Task list:
[1] Using the article on cardio and muscle growth, answer each question below.
(a) What does recent research cast doubt on?
(b) Which form of cardio has less impact on the interference effect?
(c) What is the blunted effect on muscle growth from combined aerobic and resistance training called?
[2] Write the next part of the article on cardio and muscle growth, picking up after its final sentence.

[Selected excerpt Boundary: Start]

The relationship between cardio and muscle growth is much more complex than people make it out to be. Aerobic exercise provides many beneficial effects on the cardiovascular system that cannot be achieved through resistance exercise; however, there are appropriate times to perform cardio that will not interfere with muscle gains.



  • Recent research lays doubt that cardio burns muscle as commonly suggested.
  • Training with cardio and resistance exercise in excess can cause blunted muscle growth.
  • The greater the frequency, intensity, and duration of cardio, the greater its impact on reducing muscle growth.
  • The interference effect seems more prominent with running, whereas cycling has less impact.
  •  The benefits of adding cardio to resistance exercise are improving cardiovascular function and muscle blood flow.
  •  Cardio can enhance recovery by increasing blood flow to muscles and improving cardiovascular health.


Training with aerobic and resistance exercises has sometimes been shown to produce less than favorable increases in muscle growth. This blunted effect on muscle growth is known as the interference effect.

There have been conflicting studies on the interference effect. Some studies show a blunted effect on muscle growth, whereas others have found no effect of combined cardio and resistance exercise.

[Selected excerpt Boundary: End]
[Dataset records Boundary: Start]

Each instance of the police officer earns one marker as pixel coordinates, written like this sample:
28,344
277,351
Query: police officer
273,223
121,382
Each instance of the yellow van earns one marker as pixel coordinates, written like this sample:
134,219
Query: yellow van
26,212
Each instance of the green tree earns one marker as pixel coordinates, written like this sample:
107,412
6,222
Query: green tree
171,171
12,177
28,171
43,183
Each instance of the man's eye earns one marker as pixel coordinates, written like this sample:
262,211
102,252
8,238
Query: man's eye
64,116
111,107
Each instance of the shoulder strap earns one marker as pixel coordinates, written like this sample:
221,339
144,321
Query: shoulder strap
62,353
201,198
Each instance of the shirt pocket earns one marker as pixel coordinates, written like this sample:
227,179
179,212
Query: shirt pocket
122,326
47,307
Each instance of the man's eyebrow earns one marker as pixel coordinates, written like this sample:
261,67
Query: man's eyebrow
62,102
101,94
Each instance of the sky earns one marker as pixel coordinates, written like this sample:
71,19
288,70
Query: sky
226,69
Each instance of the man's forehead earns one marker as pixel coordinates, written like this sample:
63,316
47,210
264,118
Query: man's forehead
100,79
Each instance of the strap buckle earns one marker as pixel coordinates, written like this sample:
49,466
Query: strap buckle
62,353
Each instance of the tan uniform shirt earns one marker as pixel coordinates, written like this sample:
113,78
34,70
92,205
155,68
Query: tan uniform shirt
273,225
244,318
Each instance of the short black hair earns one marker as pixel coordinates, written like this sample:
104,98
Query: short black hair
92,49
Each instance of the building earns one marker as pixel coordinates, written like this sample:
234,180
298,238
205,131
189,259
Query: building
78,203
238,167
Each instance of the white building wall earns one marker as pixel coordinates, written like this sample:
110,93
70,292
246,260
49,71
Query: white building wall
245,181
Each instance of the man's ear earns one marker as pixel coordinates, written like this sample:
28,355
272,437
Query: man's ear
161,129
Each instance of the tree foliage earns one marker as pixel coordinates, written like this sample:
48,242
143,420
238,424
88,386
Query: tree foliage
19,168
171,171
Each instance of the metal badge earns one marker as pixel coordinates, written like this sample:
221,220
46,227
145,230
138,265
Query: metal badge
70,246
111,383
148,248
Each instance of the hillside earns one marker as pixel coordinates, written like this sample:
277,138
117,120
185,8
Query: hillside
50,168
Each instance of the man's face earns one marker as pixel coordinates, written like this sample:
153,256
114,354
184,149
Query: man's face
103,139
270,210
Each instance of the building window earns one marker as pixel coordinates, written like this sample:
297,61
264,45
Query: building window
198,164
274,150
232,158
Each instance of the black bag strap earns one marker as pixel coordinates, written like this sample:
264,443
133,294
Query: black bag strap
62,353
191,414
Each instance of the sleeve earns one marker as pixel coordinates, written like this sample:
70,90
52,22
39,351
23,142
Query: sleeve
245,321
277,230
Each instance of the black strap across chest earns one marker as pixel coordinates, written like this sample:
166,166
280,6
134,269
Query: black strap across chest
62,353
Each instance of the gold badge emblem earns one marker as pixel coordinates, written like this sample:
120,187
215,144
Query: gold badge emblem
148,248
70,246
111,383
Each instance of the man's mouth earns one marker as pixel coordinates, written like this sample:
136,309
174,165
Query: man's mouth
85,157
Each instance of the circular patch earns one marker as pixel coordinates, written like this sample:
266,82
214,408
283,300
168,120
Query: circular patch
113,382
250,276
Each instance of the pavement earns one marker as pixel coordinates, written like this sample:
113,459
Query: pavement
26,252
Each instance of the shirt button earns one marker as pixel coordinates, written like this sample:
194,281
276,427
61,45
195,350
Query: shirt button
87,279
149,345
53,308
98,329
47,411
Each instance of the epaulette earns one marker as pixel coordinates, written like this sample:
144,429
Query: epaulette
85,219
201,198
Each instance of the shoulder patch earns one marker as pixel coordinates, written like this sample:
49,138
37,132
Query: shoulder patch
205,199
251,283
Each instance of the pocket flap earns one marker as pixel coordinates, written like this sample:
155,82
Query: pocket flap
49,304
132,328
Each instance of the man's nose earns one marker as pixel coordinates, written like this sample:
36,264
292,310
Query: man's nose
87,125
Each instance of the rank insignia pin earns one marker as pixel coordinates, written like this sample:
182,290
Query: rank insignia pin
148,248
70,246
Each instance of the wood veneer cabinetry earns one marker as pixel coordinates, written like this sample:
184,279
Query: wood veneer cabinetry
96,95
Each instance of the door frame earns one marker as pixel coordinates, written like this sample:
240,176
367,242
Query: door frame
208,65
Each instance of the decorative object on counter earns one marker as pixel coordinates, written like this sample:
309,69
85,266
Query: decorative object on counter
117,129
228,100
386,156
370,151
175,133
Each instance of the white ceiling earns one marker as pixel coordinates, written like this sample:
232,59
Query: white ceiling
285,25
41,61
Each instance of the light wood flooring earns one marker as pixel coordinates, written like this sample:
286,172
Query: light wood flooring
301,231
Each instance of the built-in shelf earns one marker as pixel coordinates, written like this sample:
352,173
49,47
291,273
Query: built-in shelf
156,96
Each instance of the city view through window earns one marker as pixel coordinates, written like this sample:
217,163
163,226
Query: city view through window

[Dataset records Boundary: End]

Written answers:
[1]
(a) That cardio burns muscle as commonly suggested.
(b) Cycling.
(c) The interference effect.

[2]
A recent meta-analysis examined 15 studies with more than 300 subjects, the duration and type of cardio, and the outcomes on muscle growth of type I and II fibers.

After the researchers performed the analysis, they found a small reduction in muscle hypertrophy when aerobic exercise was combined with resistance exercise. The reductions in muscle size were found in type I fibers, which were affected the most.

The researchers suspected that since aerobic exercise mainly affects type I fibers, the combined effect of cardio and resistance exercise can cause negative adaptations in these muscle fibers.

Interestingly, they only found reductions in muscle size when running was combined with resistance exercise, whereas no effect was found with cycling. Running is associated with repetitive eccentric loading and stretch-shortening activities, whereas cycling provokes a higher emphasis on concentric work and a longer time under tension.

This may, in turn, be associated with greater inflammatory stress induced by running than cycling, possibly increasing redox and metabolic stress that may blunt the responsiveness to strength exercise.

None of the other subgroup analyses (i.e., based on concurrent training frequency, training status, training modality, and training order of same-session training) revealed a statistically significant interference effect for fiber hypertrophy.(12) To minimize the effect of the interference effect, here are some suggestions:

·      Perform cardio and resistance exercises spaced at least 6 hours apart. Preferably cardio in the morning and resistance exercise in the afternoon.

·      If you have to perform both, perform resistance exercise first, followed by cardio.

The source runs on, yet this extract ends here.